**Activity**
For each line below that contains the string "cardboard", copy that line.

Dataset entries
--- START ---
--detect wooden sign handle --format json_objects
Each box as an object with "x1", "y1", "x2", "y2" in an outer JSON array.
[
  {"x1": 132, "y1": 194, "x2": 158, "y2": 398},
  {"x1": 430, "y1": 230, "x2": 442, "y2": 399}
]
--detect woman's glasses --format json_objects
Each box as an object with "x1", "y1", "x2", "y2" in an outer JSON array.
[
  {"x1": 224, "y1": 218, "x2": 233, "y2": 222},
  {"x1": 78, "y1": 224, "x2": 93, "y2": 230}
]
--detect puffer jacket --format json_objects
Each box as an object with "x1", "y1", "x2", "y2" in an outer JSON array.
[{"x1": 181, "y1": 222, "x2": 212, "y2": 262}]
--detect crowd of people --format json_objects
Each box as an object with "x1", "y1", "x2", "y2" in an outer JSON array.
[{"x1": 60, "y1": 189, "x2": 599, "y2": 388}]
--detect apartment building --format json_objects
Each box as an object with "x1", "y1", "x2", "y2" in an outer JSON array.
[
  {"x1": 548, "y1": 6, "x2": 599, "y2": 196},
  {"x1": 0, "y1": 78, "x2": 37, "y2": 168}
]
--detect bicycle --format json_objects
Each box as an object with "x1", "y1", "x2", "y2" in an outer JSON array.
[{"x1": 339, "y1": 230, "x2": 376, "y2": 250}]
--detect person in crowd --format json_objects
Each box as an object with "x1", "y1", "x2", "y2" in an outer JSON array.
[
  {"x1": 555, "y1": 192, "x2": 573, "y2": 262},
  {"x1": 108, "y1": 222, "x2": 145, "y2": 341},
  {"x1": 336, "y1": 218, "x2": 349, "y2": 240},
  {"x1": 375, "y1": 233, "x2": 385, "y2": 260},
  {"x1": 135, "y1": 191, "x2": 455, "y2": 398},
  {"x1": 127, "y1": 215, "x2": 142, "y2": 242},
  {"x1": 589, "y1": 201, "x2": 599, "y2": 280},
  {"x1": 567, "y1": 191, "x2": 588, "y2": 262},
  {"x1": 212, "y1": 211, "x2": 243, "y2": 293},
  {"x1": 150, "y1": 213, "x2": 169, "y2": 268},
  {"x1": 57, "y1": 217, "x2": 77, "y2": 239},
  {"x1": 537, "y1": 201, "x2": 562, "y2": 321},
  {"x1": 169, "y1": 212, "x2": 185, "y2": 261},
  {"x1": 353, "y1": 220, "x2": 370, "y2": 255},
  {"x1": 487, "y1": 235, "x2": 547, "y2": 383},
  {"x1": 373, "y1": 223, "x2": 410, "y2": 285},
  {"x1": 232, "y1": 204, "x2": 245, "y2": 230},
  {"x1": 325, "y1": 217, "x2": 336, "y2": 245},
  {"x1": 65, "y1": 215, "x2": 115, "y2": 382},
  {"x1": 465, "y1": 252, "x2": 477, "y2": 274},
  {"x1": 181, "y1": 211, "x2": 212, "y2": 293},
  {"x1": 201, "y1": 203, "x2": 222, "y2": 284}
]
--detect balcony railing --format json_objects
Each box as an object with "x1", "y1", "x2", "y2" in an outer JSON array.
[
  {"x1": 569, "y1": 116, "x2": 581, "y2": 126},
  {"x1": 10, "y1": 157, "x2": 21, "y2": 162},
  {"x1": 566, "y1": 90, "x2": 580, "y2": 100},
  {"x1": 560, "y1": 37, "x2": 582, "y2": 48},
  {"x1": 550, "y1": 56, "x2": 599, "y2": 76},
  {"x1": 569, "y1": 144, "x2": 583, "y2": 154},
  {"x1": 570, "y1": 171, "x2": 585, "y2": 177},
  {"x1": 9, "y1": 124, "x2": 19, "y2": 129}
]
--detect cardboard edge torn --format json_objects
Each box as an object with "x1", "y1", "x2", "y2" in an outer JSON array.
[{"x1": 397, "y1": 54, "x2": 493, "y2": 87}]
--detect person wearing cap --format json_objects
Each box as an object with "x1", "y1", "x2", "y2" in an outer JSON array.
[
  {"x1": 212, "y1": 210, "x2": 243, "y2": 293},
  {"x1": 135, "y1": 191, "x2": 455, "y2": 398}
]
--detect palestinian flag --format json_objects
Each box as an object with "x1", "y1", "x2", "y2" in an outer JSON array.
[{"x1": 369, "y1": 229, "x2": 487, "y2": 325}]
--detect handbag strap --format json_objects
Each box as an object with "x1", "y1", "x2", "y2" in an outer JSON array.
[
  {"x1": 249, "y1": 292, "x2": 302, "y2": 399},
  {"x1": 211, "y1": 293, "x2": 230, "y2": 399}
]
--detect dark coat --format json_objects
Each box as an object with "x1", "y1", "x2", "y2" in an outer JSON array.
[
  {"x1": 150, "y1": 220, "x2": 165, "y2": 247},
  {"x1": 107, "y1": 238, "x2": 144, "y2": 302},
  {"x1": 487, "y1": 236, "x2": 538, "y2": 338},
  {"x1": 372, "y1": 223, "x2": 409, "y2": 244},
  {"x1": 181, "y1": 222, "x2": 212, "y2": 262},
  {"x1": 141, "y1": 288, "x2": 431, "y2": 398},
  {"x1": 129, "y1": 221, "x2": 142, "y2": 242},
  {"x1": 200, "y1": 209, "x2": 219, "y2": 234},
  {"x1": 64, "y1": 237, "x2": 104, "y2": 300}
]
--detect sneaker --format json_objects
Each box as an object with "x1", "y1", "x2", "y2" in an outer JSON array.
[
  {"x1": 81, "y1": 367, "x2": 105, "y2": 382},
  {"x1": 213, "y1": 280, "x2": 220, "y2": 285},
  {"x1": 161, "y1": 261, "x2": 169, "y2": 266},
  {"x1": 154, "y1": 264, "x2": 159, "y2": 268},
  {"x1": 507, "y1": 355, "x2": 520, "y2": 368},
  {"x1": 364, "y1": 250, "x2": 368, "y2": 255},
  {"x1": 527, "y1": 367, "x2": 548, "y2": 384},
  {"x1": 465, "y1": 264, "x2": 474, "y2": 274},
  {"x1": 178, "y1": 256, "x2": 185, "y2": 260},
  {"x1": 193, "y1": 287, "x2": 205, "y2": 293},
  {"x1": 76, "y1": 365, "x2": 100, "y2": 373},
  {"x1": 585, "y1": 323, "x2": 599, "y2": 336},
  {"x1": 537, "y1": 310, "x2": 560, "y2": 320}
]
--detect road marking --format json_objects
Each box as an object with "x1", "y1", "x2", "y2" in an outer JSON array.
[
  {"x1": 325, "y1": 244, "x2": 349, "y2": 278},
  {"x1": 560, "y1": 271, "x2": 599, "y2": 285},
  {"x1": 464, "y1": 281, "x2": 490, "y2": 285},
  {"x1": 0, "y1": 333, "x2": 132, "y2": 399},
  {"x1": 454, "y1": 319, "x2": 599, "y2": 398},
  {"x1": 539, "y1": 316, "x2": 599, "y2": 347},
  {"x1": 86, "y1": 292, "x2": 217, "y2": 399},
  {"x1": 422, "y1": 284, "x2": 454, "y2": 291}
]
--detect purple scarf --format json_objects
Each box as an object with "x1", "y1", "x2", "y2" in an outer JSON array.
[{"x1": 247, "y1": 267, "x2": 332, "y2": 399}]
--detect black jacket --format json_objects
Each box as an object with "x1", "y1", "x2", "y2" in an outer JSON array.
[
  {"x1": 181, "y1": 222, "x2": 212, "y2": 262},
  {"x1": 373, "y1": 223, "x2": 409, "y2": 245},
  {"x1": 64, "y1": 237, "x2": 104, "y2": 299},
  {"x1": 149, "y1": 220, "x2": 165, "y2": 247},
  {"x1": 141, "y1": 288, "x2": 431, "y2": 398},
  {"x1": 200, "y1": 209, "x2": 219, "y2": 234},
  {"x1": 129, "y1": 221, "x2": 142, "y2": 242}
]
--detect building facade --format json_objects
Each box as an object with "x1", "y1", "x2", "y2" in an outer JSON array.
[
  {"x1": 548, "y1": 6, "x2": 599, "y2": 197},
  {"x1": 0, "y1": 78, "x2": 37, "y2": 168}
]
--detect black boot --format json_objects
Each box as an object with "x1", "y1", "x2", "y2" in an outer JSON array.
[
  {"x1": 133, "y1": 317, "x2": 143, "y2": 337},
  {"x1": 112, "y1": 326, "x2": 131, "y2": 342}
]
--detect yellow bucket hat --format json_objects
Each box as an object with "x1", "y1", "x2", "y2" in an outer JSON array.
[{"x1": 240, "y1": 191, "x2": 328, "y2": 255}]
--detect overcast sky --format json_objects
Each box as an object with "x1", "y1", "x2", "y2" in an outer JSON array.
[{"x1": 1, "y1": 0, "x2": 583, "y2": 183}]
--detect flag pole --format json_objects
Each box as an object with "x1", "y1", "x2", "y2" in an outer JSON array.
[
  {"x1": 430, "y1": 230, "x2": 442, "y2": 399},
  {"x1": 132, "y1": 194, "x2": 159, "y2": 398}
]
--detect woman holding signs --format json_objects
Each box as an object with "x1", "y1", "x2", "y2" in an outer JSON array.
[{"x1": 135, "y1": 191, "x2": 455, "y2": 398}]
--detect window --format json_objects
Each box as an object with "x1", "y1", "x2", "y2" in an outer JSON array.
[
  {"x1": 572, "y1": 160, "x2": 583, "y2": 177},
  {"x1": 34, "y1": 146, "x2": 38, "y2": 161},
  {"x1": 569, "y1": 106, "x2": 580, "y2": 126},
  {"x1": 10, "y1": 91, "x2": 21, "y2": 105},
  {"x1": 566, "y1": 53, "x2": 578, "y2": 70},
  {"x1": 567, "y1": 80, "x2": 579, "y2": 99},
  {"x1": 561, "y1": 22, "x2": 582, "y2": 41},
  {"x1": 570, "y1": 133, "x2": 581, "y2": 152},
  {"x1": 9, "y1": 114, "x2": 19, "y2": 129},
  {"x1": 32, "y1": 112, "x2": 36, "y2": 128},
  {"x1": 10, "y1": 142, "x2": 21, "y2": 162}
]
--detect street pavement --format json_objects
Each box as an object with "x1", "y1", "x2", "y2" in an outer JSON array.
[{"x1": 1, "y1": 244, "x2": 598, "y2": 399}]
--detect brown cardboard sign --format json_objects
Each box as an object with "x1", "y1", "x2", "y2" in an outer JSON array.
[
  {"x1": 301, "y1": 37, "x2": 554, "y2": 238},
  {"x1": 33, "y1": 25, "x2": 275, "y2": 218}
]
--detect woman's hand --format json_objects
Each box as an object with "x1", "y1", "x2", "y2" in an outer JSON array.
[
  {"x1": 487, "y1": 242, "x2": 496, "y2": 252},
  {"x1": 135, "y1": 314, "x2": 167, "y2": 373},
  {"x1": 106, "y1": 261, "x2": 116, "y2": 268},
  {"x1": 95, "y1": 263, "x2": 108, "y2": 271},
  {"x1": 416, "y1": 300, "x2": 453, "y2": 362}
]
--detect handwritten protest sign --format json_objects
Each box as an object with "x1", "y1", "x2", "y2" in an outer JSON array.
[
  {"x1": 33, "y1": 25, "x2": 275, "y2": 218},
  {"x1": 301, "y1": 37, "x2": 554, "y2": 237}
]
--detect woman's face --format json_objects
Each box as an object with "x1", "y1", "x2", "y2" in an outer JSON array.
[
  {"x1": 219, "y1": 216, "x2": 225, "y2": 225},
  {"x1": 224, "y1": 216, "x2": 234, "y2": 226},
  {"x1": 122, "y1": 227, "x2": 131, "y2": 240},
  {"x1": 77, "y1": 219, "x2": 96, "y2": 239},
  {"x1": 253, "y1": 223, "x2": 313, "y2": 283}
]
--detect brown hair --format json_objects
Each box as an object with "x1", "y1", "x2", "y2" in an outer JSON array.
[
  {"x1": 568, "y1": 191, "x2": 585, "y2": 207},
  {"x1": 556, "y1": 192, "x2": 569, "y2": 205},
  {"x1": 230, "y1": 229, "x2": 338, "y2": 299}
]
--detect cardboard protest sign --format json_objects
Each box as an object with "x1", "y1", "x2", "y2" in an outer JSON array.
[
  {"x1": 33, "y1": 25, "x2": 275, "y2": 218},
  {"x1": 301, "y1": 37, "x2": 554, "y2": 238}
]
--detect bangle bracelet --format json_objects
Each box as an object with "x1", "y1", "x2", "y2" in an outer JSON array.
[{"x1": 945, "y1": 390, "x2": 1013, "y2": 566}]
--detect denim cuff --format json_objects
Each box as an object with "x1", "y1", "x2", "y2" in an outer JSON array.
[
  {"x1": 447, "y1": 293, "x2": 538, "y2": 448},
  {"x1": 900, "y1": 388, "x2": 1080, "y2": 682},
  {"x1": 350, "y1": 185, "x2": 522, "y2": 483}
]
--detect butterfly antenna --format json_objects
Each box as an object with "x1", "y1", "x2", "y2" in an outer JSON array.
--- END ---
**Solution to this exercise**
--detect cardboard edge torn --format json_objects
--detect brown cardboard sign --format json_objects
--detect cardboard protest sign --format json_objects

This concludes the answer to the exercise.